··· Text

I went down past the corner of Clark and Lake streets one day, and, fulfilling my vow, on seeing a man leaning up against a lamp-post, I went up to him and said: "Are you a Christian?" He damned me and cursed me, and told me to mind my own business. He knew me, but I didn't know him. He said to a friend of his that afternoon that he had never been so insulted in his life, and told him to say to me that I was damning the cause I pretended to represent. Well, the friend came and delivered his message. "May be I am doing more hurt than good," I said; "may be I'm mistaken, and God hasn't shown me the right way." That was the time I was sleeping and living in the Young Men's Christian Association rooms, where I was then President, Secretary, janitor, and everything else. Well one night, after midnight I heard a knock at the door. And there on the step leading into the street stood this stranger I had made so mad at the lamp-post, and said he wanted to talk to me about his soul's salvation. He said: "Do you remember the man you met about three months ago at the lamp-post, and how he cursed you? I have had no peace since that night; I couldn't sleep. Oh, tell me what to do to be saved." And we just fell down on our knees, and prayed, and that day he went to the noon prayer meeting and openly confessed the Saviour, and soon after went to the war a Christian man. I do not know but he died on some Southern battle-field or in a hospital, but I expect to see him in the kingdom of God.

······
··· Given entries

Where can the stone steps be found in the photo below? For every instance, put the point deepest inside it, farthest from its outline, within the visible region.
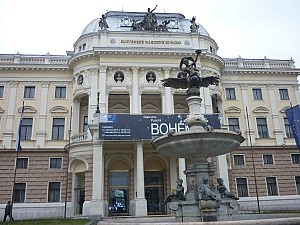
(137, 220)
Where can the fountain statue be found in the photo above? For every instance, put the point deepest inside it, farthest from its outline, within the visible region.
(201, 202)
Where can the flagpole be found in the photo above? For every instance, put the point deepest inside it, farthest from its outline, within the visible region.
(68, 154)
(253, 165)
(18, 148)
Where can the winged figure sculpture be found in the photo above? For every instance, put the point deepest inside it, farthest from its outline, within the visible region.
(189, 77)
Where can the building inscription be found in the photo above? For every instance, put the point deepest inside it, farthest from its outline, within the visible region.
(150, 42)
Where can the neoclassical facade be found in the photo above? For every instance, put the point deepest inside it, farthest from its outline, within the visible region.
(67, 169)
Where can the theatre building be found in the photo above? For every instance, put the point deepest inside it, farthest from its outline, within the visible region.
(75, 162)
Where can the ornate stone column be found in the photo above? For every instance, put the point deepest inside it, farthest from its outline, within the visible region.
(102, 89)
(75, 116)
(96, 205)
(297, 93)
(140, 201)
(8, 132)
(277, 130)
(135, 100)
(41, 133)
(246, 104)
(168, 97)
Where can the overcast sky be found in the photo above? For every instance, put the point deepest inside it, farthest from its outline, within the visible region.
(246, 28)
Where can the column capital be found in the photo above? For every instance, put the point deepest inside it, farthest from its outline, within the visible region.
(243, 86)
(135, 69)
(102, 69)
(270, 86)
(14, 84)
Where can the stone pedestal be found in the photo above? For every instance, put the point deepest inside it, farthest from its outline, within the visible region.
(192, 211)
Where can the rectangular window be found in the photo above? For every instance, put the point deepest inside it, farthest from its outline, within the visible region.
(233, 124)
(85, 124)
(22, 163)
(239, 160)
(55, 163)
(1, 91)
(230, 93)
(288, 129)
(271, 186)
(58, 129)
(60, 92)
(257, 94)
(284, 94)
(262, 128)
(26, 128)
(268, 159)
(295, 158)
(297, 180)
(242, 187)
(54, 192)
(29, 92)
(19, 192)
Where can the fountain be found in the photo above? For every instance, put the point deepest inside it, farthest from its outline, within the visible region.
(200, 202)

······
··· Given entries

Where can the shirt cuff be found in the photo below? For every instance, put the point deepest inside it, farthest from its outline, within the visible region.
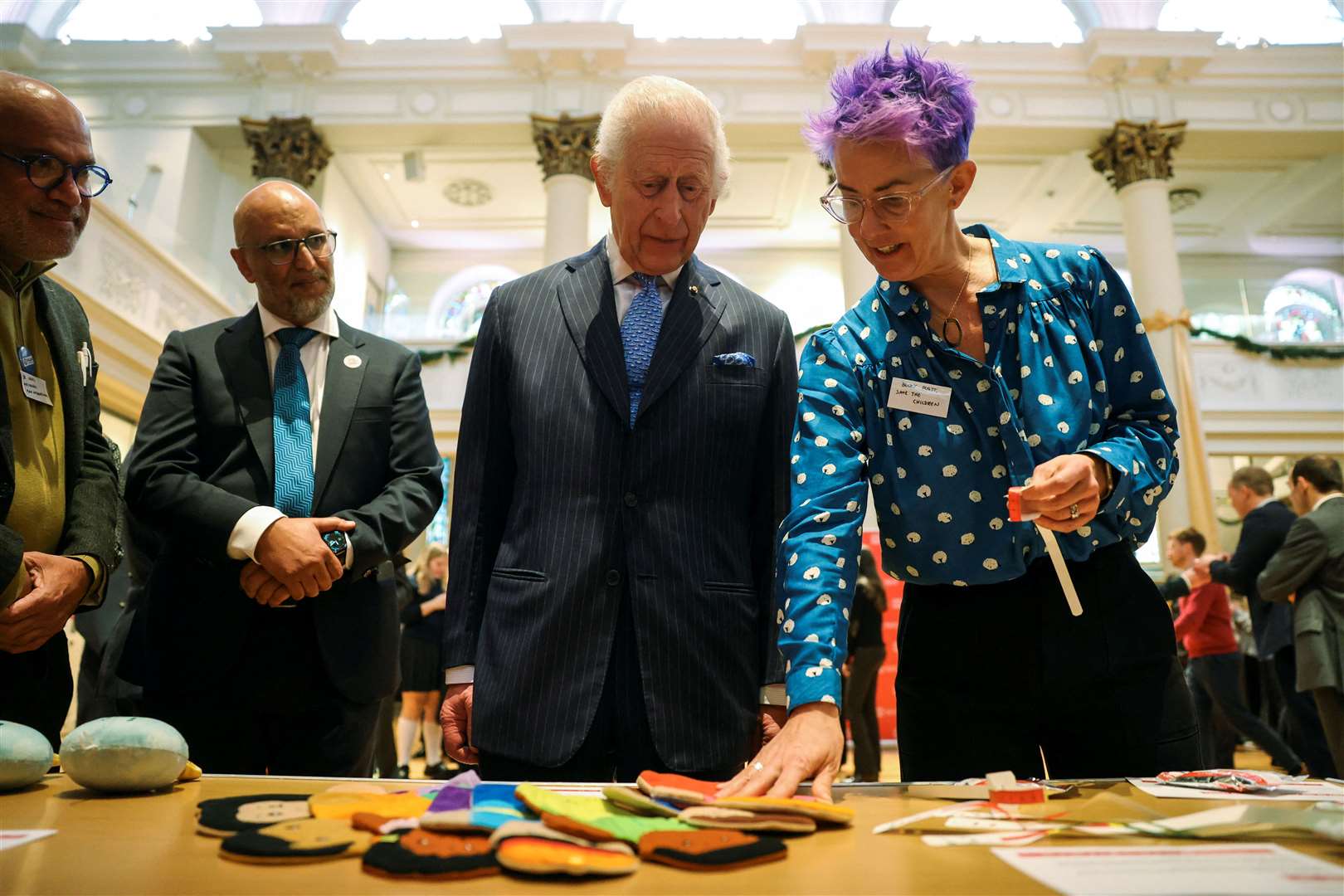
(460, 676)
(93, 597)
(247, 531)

······
··· Given entries

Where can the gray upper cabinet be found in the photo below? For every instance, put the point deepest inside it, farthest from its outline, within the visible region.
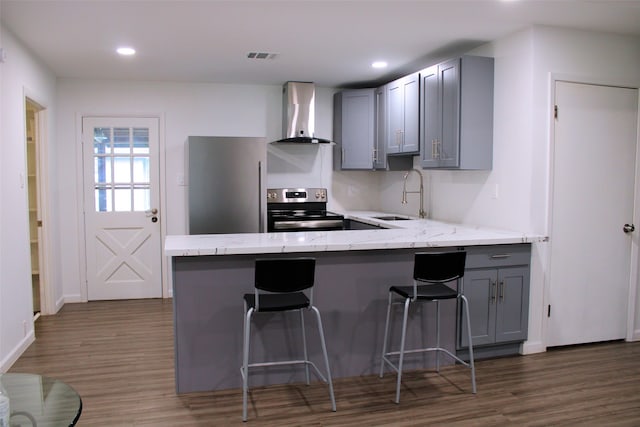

······

[What you need to do]
Repeat the lamp-post story word for word.

[Answer for the task]
I went down past the corner of Clark and Lake streets one day, and, fulfilling my vow, on seeing a man leaning up against a lamp-post, I went up to him and said: "Are you a Christian?" He damned me and cursed me, and told me to mind my own business. He knew me, but I didn't know him. He said to a friend of his that afternoon that he had never been so insulted in his life, and told him to say to me that I was damning the cause I pretended to represent. Well, the friend came and delivered his message. "May be I am doing more hurt than good," I said; "may be I'm mistaken, and God hasn't shown me the right way." That was the time I was sleeping and living in the Young Men's Christian Association rooms, where I was then President, Secretary, janitor, and everything else. Well one night, after midnight I heard a knock at the door. And there on the step leading into the street stood this stranger I had made so mad at the lamp-post, and said he wanted to talk to me about his soul's salvation. He said: "Do you remember the man you met about three months ago at the lamp-post, and how he cursed you? I have had no peace since that night; I couldn't sleep. Oh, tell me what to do to be saved." And we just fell down on our knees, and prayed, and that day he went to the noon prayer meeting and openly confessed the Saviour, and soon after went to the war a Christian man. I do not know but he died on some Southern battle-field or in a hospital, but I expect to see him in the kingdom of God.